_What is needed_. Keep every word the same. Repeat the records without their images.

[Stored data entries]
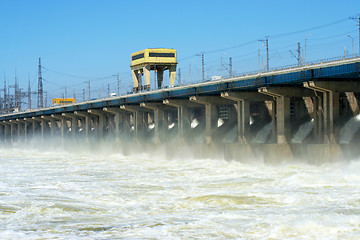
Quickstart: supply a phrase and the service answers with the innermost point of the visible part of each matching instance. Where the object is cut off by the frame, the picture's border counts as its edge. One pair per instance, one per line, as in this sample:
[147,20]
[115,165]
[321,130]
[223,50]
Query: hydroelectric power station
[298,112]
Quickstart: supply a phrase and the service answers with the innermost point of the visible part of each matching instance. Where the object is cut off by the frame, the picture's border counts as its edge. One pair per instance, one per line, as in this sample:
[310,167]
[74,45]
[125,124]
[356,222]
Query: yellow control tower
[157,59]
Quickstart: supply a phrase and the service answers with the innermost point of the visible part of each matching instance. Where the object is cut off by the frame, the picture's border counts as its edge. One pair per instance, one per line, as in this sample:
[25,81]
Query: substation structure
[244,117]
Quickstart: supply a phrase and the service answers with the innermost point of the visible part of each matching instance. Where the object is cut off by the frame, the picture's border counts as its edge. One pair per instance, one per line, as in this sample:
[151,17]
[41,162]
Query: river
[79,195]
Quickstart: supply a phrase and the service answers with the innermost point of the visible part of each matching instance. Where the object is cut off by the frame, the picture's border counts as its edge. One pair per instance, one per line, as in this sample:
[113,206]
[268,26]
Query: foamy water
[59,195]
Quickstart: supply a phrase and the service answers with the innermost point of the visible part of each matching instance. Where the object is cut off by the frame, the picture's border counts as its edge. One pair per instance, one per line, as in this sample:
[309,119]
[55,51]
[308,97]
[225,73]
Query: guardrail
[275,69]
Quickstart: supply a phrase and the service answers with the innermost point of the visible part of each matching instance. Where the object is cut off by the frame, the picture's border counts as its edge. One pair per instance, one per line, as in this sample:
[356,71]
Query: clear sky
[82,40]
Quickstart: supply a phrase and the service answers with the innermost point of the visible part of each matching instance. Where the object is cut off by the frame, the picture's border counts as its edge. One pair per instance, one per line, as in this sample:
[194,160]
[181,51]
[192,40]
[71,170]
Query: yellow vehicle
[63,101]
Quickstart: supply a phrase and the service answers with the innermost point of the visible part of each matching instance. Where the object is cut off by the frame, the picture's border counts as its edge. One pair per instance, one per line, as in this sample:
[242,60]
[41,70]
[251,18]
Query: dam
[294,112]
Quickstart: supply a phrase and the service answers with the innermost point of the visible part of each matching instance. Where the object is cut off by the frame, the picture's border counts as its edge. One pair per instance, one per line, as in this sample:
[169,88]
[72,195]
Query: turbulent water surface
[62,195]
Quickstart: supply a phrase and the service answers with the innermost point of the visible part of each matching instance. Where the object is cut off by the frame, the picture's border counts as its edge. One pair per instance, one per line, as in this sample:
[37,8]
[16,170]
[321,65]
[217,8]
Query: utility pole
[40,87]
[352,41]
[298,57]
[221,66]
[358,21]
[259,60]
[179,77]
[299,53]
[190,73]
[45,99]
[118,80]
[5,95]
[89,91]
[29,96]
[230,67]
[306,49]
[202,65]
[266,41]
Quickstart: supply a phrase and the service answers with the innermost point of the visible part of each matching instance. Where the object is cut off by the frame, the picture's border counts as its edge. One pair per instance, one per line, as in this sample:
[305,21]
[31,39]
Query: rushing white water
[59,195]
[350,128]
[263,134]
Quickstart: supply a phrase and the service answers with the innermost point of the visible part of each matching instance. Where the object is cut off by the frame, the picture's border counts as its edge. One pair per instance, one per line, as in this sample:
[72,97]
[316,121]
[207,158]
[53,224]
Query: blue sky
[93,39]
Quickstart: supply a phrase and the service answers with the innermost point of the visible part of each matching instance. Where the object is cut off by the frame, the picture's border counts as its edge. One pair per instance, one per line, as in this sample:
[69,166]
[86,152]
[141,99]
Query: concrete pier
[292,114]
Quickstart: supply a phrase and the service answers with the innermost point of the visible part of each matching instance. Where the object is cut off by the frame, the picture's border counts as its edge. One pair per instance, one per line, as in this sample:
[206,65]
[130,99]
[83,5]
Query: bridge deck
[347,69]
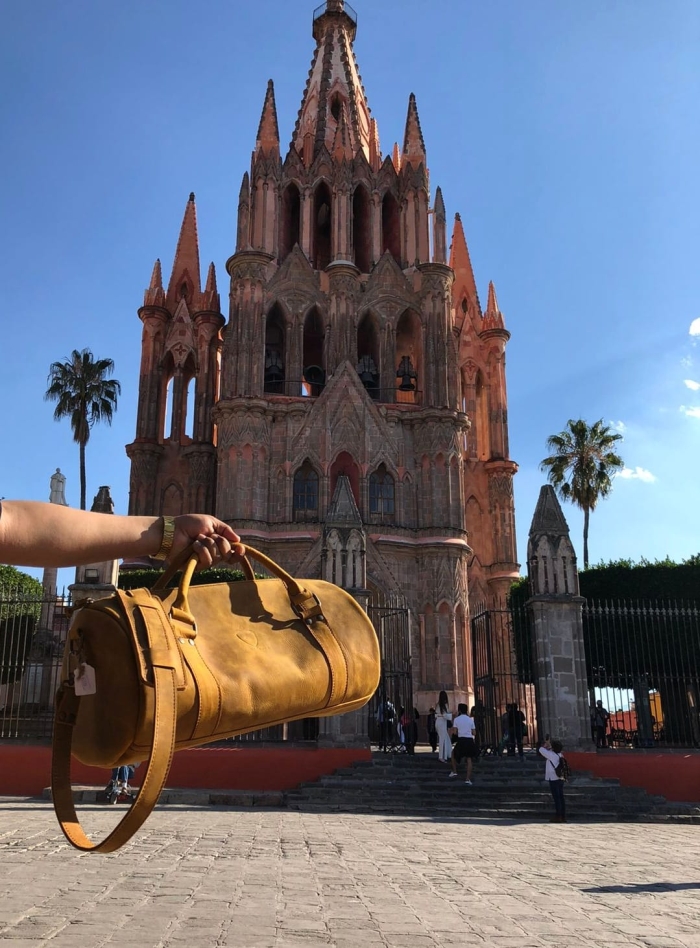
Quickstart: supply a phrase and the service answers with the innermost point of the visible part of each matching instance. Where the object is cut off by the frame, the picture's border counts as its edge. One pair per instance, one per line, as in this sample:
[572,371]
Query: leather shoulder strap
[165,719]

_Answer box_.
Quickstart: supply a phrase and the service answers with the innermost point of the visible part of each matching instance. Where the object is cut off by the frame, the picture's border counts as its edge. One pair per instance, one per line, as in this sample:
[147,20]
[115,165]
[321,130]
[223,50]
Query: hydroelectric power station
[298,112]
Quickstart: supply a phrase and the service answers with the innermost point of the visible part of each matching instance. Where the object is cut off by the frame, the picture's border counts as its edge. One pair per instance, one per line, as in this sample:
[310,167]
[74,45]
[125,124]
[356,222]
Query: yellow control tower
[157,59]
Quickstart: supply a phrase and the service answers with the innermost point of the visible part of each matching instance. Where the object is cut off by the frame, the picture's border counts as its edge. One pair per instance, one per line, as in this sample:
[25,81]
Query: substation structure
[244,117]
Quickstart: supply a phrase and the service answers with the innermost point of the visible part of each matching instance. Where the object is cut off by the frame, the picture's border counts as its edge. One pair per instance, one per line, as in this sample:
[151,17]
[41,162]
Query: river
[79,195]
Quickstart: supply a phrase and the service answers with the innermost point of the visible part of each matching instance. Where the object is cut off by the frame, the picture's border counts as its edge. One pair per instance, one per line, as in this sample:
[113,206]
[268,26]
Query: foamy water
[59,195]
Quickstart: supply a phrase and the service answers with the innermost point of the visible part of each matching instance. Where the object is cut off by the frame, the picture's border counts as its edge. One pair per instance, one per line, as in this sample:
[309,119]
[55,51]
[308,97]
[225,73]
Query: guardrail
[275,69]
Quickstart: supply a phrase and the service answers with the innermost point of the visible part of each matching instance. Where the object is cut off by the frame, the picture's border counts as its edge. One pair per instance, one per line, as in this sample:
[356,71]
Query: clear sky
[82,40]
Quickstart: supply a phrase and the service answers with the innermost point of the visible part of each matching instance. Where the object is cut off by the frame, the picture's border counts as its edge. One pair per instance, one per line, as in this sample:
[194,160]
[181,51]
[192,40]
[71,170]
Query: yellow vehicle
[63,101]
Quickstart: supply a phrase and the service answers with the innermost point of the visible part of each matching instance. Where the object is cut off by the frame, the picture's border counts as its edge. One pair per instance, one per line, as in this sample:
[242,60]
[41,70]
[251,18]
Query: dam
[294,112]
Quickstart: supply a phrase and the service answers with the innermost point of the visible part of each matching instance. Where the object is cut off by the frame, the picture's border counts as its edge. One pair per instance, one per line, as in this sample:
[169,88]
[72,195]
Query: turbulent water surface
[62,195]
Quickstart: supply a phrase and the service answers with the innermost point of the visible part of each matching instance. Where the object is cut off by the frame, the picture's border counts as its edge. One pair per instance, one per line, as in this sample:
[37,8]
[16,170]
[321,65]
[217,8]
Query: utility pole
[40,87]
[352,41]
[298,57]
[221,66]
[358,21]
[259,60]
[179,77]
[299,53]
[190,73]
[45,99]
[118,80]
[5,95]
[89,91]
[29,96]
[230,67]
[306,49]
[202,65]
[266,41]
Quickstart: supply a phrase and the service answers with the innermost point of the visible part of each matching instance. Where the object is cut off by the frame, the picture's border counts as its edge. One pair per instance, one per line, as in this sample:
[305,21]
[31,39]
Query: rushing white water
[59,195]
[350,128]
[263,134]
Quickstart: supply a phrase and the service answers with the innermost point of the visible part of each matching instance. Where the object is cut off by the frame, the picture's border counts as its edge. One pair per instance, one per line, as in this sample:
[72,97]
[316,121]
[207,158]
[53,224]
Query: blue sky
[93,39]
Quickstart: supply a phrase and the service answers with the innermost point of the visible part of each matching instance. Where the object is cut off by the frame, the picture's border counts as its edge. One pair per instance, one per line, as in this sample:
[69,166]
[86,152]
[141,99]
Query: concrete pier
[292,114]
Quickstart: supply a phrase and the service answers with the innermost point of the visible part of each matching instance. Where the object is cut off by the frame, the picture's border counts as its edge. One pair per instance, one per line, as in this sample:
[206,65]
[130,99]
[83,5]
Query: bridge deck
[347,69]
Quickstart: supply a phrase and the service answers with the innermost point of the visible part of each matching instance. Where the object is cut off by the frame, the picture's border counts as its edge. One pair per instance, one per line, as in this sample:
[572,371]
Query: leather shoulder strap
[165,719]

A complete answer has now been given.